### [WHAT YOU ARE ASKED TO DO]
Each line of the data below from the one holding "find the picture frame" to the one holding "find the maple dressing table", inclusive, is to be reproduced exactly; no other line belongs in the answer.

Point-per-instance localization data
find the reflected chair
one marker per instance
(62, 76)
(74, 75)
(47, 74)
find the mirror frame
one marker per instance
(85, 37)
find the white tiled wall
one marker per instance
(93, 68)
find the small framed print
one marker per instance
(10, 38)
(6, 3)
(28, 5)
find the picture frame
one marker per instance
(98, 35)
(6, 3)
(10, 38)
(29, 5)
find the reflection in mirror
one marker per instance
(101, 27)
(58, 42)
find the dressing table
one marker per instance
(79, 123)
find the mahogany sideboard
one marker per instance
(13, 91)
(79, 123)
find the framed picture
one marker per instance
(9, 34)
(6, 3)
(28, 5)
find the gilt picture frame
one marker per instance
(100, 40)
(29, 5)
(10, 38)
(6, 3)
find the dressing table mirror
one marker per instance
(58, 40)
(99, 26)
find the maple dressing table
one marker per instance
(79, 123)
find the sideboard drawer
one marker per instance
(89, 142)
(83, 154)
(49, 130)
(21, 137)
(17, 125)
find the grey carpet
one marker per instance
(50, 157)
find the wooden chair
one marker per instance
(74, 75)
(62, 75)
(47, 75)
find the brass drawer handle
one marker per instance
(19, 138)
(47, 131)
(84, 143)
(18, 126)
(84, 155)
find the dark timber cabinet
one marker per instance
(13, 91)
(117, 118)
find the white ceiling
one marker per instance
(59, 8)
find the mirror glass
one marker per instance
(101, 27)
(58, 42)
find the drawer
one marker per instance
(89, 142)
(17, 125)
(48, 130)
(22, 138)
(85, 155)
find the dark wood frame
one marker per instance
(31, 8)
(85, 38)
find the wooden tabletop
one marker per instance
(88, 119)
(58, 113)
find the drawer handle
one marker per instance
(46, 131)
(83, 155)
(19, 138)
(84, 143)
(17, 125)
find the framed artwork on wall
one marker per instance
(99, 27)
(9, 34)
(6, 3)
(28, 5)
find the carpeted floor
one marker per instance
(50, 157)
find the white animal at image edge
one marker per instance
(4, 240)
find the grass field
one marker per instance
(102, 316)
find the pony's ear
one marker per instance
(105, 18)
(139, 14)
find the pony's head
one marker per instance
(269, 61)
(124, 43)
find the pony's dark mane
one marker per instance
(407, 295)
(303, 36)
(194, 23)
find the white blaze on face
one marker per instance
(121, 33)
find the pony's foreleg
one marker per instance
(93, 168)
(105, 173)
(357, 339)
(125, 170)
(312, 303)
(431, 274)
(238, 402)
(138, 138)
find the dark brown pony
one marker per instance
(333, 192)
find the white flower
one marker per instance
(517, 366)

### [RESULT BELOW]
find the picture frame
one marker per instance
(98, 35)
(6, 3)
(10, 38)
(29, 5)
find the reflection in mirror
one marker per instance
(101, 27)
(58, 42)
find the dressing table
one marker per instance
(79, 123)
find the mahogany sideboard
one marker per instance
(13, 91)
(79, 123)
find the framed picture
one marker per instance
(9, 34)
(6, 3)
(28, 5)
find the gilt picture frame
one marker per instance
(100, 40)
(29, 5)
(10, 38)
(6, 3)
find the dressing table mirror
one marker per instance
(58, 40)
(99, 26)
find the maple dressing table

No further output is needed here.